**WRITTEN TASK**: List every line in the items below that contains the string "wheel", treating uppercase and lowercase letters as different.

**RECORDS FOR THE TASK**:
::::::

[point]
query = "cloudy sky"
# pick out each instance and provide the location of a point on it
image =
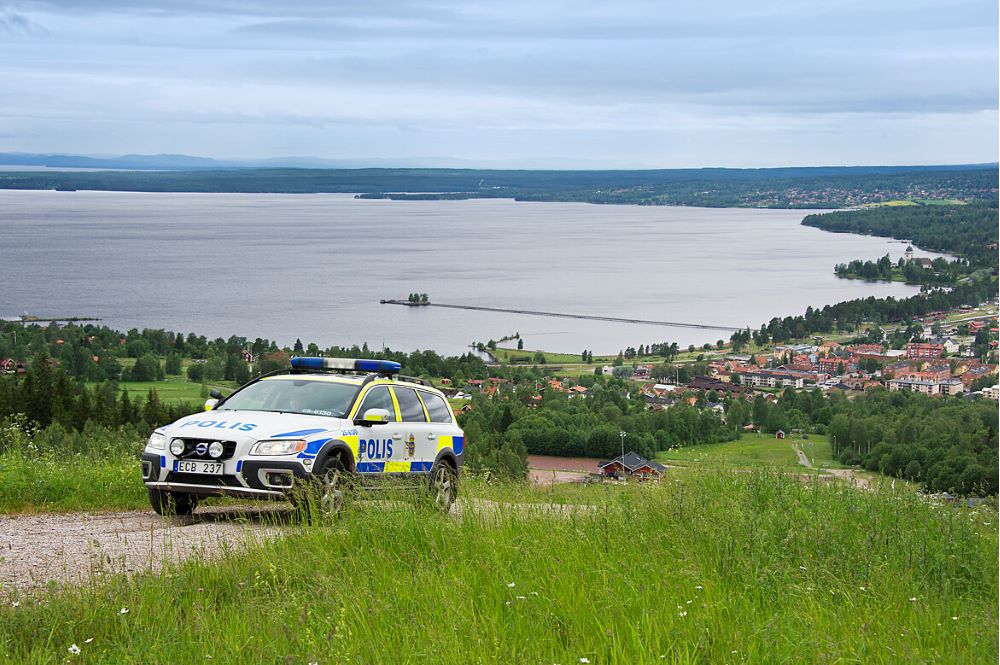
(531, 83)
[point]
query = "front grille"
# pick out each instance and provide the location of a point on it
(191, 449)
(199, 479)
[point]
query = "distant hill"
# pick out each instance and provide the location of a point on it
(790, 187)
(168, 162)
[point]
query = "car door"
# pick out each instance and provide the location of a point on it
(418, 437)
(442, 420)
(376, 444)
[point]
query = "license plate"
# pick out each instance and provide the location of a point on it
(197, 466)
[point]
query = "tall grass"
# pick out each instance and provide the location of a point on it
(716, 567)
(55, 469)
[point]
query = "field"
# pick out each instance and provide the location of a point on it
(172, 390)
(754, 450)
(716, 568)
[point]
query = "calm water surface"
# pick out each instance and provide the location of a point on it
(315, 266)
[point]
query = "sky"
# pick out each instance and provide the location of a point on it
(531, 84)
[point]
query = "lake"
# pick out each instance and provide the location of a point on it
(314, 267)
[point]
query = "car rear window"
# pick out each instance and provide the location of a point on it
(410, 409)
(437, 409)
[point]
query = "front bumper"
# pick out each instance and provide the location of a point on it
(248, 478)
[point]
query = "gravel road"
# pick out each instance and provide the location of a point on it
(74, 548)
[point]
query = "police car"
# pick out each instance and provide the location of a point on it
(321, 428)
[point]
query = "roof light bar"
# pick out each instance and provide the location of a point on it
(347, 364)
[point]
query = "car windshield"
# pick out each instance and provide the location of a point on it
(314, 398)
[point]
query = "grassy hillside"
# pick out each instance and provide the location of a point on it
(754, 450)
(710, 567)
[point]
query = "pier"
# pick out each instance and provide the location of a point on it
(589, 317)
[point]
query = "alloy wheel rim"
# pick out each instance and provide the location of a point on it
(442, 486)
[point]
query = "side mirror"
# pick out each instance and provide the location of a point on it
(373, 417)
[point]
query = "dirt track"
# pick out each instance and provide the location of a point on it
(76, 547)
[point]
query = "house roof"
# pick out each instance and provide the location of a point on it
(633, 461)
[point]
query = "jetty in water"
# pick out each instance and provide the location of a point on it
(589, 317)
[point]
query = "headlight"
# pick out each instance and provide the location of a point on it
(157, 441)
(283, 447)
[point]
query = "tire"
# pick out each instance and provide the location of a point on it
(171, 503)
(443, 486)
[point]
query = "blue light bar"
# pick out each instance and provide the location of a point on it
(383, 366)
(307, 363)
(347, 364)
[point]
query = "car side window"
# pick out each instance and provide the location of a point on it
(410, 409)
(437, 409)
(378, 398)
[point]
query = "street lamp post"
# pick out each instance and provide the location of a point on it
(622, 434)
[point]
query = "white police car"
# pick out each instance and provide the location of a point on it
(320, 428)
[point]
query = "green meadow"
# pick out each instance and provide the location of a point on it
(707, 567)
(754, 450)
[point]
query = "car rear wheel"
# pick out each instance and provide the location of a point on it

::::::

**RESULT OF THIS EXERCISE**:
query = "alloy wheel rim"
query = "car rear wheel"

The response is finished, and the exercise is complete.